- WHAT THE TASK REQUIRES
Locate every line in the items below that contains the string "target", and copy each of those lines.
------------------------------------------------------------------------
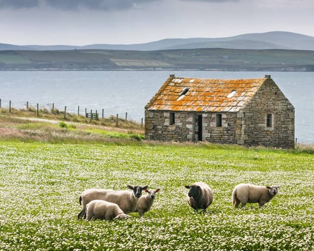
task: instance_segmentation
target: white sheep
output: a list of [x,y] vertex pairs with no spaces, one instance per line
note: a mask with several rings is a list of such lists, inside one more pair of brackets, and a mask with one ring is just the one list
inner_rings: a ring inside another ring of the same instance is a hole
[[130,217],[115,203],[94,200],[86,205],[86,220],[94,219],[126,219]]
[[77,215],[77,219],[85,216],[86,205],[94,200],[102,200],[116,203],[124,213],[134,212],[136,209],[139,199],[142,196],[142,191],[148,187],[148,186],[127,186],[127,188],[132,191],[115,191],[112,189],[96,188],[86,190],[80,197],[80,205],[82,205],[82,210]]
[[146,192],[146,194],[143,195],[139,199],[136,210],[135,211],[135,212],[138,212],[141,217],[142,217],[145,213],[150,209],[156,197],[155,193],[160,191],[160,189],[149,190],[145,189],[144,191]]
[[195,182],[192,186],[185,187],[190,189],[187,196],[188,203],[195,210],[205,211],[213,203],[213,191],[204,182]]
[[278,193],[278,188],[280,186],[239,184],[232,191],[232,204],[238,208],[240,203],[242,207],[245,207],[247,203],[258,203],[259,207],[261,208]]

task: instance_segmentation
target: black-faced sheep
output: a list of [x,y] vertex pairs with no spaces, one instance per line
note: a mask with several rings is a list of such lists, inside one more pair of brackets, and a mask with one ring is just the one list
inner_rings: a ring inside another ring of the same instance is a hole
[[195,210],[206,209],[213,203],[213,191],[204,182],[195,182],[192,186],[185,186],[189,190],[188,203]]
[[94,200],[102,200],[116,203],[126,214],[134,212],[139,199],[142,196],[142,191],[148,187],[148,186],[127,186],[127,188],[132,191],[115,191],[96,188],[86,190],[80,197],[80,205],[82,205],[82,210],[78,213],[77,219],[86,215],[86,205]]
[[156,197],[155,194],[160,191],[160,189],[149,190],[145,189],[144,191],[146,192],[146,194],[143,195],[139,199],[139,202],[135,210],[135,212],[139,212],[141,217],[142,217],[145,213],[150,209]]
[[245,207],[247,203],[258,203],[259,208],[261,208],[278,193],[278,188],[280,186],[239,184],[232,191],[232,204],[238,208],[240,203],[242,207]]
[[86,205],[86,220],[94,219],[125,219],[130,217],[115,203],[94,200]]

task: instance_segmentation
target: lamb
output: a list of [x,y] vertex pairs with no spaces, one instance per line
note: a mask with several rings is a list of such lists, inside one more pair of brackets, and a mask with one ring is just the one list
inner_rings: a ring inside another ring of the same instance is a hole
[[204,182],[195,182],[192,186],[185,186],[190,190],[188,193],[188,203],[195,210],[206,209],[213,203],[213,191]]
[[82,210],[77,215],[77,219],[86,216],[86,205],[94,200],[102,200],[117,204],[124,213],[134,212],[139,199],[142,196],[142,191],[147,189],[144,187],[127,186],[130,191],[115,191],[112,189],[91,188],[86,190],[80,197],[80,205]]
[[245,207],[247,203],[258,203],[260,208],[278,193],[278,188],[280,186],[239,184],[232,191],[232,204],[238,208],[240,203],[242,207]]
[[110,220],[126,219],[129,217],[115,203],[94,200],[86,205],[86,220],[90,220],[93,218]]
[[146,189],[144,191],[146,192],[146,194],[142,196],[139,199],[136,210],[135,211],[135,212],[138,212],[141,217],[143,217],[145,213],[149,211],[156,197],[155,193],[160,191],[160,188],[149,190]]

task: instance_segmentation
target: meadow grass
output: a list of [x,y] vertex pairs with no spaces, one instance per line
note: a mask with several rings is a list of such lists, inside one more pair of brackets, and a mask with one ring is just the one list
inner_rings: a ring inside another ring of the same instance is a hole
[[[314,155],[211,144],[0,142],[0,250],[312,250]],[[203,181],[205,213],[184,185]],[[236,209],[239,183],[282,185],[263,209]],[[161,188],[126,220],[77,220],[91,187]]]

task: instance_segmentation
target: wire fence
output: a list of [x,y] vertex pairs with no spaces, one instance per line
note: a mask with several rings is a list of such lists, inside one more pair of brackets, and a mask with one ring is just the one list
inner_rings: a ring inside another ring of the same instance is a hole
[[20,110],[31,110],[36,112],[37,116],[39,117],[40,113],[44,111],[59,111],[64,116],[64,119],[66,118],[66,114],[72,114],[81,116],[89,119],[91,121],[92,120],[99,120],[101,119],[115,118],[117,123],[119,119],[123,119],[126,121],[134,121],[141,123],[143,127],[143,118],[140,120],[134,119],[127,111],[123,113],[117,113],[115,114],[109,114],[106,113],[104,108],[91,109],[90,107],[86,107],[77,105],[75,108],[72,106],[60,106],[56,105],[55,103],[47,103],[45,104],[39,103],[30,102],[28,101],[25,102],[14,102],[10,100],[6,100],[0,98],[0,108],[8,108],[9,112],[11,113],[13,109]]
------------------------------------------------------------------------
- EXERCISE RESULT
target: white sheep
target: black-faced sheep
target: lamb
target: meadow grass
target: wire fence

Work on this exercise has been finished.